In einem weiteren retrospektiven Studiendesign wurde für Patienten (n = 24) mit DOAK (in 85 % Apixaban) und Komedikation mit EI-AED (PHT, PHB, CBZ) gezeigt, dass die DOAK-Peak-Serumkonzentration signifikant häufiger (37,5 %) unterhalb des therapeutischen Bereiches lag. Erfolgte die DOAK-Einnahme ohne Komedikation, lag die DOAK-Peak-Serumkonzentration in nur 9,3 % unterhalb des therapeutischen Bereiches. Die kleine Fallzahl erlaubte eine Aussage zu klinischen Folgen aber nicht [27]. Zu einem ähnlichen Ergebnis kam eine ebenfalls retrospektive Studie an über 70-Jährigen [28]. An einer kleinen Fallzahl (n = 17) wurde demonstriert, dass DOAK-Serumkonzentrationen unter starken Induktoren von CYP3A4- und P‑gp (PHT, CBZ, PHB) erniedrigt waren. Die Wahrscheinlichkeit hierfür war aber niedriger, wenn Faktoren für eine DOAK-Retention (75. Lebensjahr und älter, Körpergewicht geringer als 60 kg, Niereninsuffizienz) vorlagen. Daraus ließe sich schlussfolgern, dass Ältere mit Epilepsie und der Komorbidität Niereninsuffizienz eventuell einen strategischen Vorteil bei der Komedikation von AED mit DOAK (in angepasster Dosierung) hätten.

Zusammengefasst sind erste Real-World-Daten zur Interaktion von DOAK und AED publiziert worden, die Fallzahlen sind jedoch klein. Aus den zitierten Daten lassen sich keine relevanten klinischen Schlüsse ziehen.

Interaktionen zwischen AED und kardiovaskulären Medikamenten

Zu bedenken sind mögliche Interaktionen zwischen den Medikamenten des kardiovaskulären Systems und AED sowie eventuell prokonvulsive Effekte. Tierexperimentelle und humane Daten zeigen, dass Medikamente der Kategorie C des Anatomisch-Therapeutisch-Chemischen Klassifikationssystems (ATC) mit wenigen Ausnahmen antikonvulsiv oder neutral sind, wie die Übersicht von Zaccara et al. 2021 [37] zeigt: Exemplarisch seien ATC-C09 (ACE-Hemmer), ATC-C07 (Betablocker), ATC-C03 (Diuretika), ATC-C08 (Calciumkanal-Blocker) und ACT-C10 (Statine) als antikonvulsiv hervorgehoben. Digoxin, Digitoxin (ATC-C01) und Nitroprussid (ATC-C02) z. B. sind hingegen prokonvulsiv. Die Interaktionen zwischen AED und den Medikamenten der ATC-C-Kategorie basieren im Wesentlichen auf der CYP3A4- und P‑gp-Modulation durch AED mit dem Effekt der Reduktion der Serumkonzentration der internistischen Medikation [37], vereinzelt sind die Effekte aber auch wechselseitig. Die Interaktionseffekte schwanken zwischen schwerwiegend, sodass Kombinationen vermieden werden sollten (z. B. CBZ/Felodipin), moderat, sodass Serumkontrollen von AED erfolgen sollten (z. B. CBZ/Enalapril), oder leicht (kein klinisch relevanter Effekt zu erwarten). Die Interaktionen sind zahlreich und nur mithilfe von Arzneimittelkompendien zu überschauen [37].

Einträge des Datensatzes
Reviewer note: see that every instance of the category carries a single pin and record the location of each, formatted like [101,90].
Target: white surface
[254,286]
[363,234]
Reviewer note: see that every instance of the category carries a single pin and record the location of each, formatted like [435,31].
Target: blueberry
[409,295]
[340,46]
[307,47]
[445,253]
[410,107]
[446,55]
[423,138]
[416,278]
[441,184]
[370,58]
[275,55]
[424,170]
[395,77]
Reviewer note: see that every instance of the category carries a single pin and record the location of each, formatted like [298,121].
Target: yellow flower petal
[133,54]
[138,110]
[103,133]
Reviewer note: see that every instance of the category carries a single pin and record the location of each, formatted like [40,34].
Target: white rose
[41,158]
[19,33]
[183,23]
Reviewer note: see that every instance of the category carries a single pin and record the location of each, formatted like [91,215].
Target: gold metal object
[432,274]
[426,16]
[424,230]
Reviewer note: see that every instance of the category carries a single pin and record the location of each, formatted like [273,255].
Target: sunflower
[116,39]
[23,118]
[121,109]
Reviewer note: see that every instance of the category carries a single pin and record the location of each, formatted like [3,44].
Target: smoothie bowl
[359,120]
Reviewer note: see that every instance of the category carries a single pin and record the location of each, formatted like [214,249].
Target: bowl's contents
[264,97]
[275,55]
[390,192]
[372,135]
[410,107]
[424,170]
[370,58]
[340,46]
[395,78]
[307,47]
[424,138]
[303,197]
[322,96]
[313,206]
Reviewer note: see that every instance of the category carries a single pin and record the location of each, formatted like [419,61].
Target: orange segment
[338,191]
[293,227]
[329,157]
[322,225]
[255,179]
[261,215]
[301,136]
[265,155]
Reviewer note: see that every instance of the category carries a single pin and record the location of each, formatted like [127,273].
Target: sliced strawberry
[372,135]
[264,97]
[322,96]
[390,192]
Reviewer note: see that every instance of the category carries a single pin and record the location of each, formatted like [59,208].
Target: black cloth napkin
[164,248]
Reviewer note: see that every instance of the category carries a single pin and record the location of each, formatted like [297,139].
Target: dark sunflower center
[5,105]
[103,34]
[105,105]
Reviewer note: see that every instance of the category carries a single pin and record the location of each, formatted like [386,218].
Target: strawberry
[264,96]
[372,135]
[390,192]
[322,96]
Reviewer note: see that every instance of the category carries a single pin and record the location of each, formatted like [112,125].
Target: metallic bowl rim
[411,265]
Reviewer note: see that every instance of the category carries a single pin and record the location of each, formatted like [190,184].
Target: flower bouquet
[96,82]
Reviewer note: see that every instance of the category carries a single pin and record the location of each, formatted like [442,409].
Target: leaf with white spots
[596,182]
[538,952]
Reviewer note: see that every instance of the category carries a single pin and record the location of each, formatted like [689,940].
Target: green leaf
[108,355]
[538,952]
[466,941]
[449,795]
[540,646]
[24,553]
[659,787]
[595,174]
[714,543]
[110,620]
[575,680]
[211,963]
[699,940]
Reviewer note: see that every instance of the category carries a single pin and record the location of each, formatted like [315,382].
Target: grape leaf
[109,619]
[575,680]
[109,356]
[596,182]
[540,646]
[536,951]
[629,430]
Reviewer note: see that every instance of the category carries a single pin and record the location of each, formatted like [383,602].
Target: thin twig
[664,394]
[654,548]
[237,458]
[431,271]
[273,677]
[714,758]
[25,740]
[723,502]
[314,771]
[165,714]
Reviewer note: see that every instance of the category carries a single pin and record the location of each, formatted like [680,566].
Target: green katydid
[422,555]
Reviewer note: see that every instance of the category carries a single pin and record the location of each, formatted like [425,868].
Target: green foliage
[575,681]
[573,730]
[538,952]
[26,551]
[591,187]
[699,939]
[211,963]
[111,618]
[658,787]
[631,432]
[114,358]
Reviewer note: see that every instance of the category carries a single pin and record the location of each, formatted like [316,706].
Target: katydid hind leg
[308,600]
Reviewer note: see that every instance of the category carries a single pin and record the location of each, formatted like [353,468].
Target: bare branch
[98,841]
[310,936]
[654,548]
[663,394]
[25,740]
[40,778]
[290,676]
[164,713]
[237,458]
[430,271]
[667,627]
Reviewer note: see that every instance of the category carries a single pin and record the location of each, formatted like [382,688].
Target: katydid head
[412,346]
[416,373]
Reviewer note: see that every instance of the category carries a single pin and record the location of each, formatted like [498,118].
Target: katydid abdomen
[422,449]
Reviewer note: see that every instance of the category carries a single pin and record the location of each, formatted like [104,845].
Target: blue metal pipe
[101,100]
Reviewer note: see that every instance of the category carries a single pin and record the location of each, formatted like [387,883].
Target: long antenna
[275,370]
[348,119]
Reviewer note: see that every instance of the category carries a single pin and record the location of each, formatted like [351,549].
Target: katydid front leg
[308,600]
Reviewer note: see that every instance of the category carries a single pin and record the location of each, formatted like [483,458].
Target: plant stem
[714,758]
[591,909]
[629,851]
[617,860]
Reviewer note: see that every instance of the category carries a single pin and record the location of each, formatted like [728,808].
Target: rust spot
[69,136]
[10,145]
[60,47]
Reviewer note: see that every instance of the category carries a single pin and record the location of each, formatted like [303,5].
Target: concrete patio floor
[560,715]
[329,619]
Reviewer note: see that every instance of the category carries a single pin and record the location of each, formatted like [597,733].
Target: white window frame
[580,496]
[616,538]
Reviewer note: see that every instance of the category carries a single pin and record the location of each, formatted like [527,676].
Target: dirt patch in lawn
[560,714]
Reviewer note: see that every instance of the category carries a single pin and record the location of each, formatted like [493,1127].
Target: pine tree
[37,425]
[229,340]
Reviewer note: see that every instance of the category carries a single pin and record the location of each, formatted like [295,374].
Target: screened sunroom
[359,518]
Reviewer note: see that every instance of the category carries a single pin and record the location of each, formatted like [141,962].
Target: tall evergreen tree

* Aufgabenstellung *
Beantworten Sie die folgenden Fragen anhand des Lesetextes:
1. Bei welchem Anteil der 24 Patienten mit DOAK und Komedikation mit EI-AED lag die DOAK-Peak-Serumkonzentration unterhalb des therapeutischen Bereiches?
2. Welche Medikamente werden als Beispiele für prokonvulsive Wirkstoffe genannt?
3. Welche Kombination wird als Beispiel für eine moderate Interaktion genannt, bei der Serumkontrollen von AED erfolgen sollten?

* Antwort *
1. Bei 37,5 %.
2. Digoxin, Digitoxin (ATC-C01) und Nitroprussid (ATC-C02).
3. CBZ/Enalapril.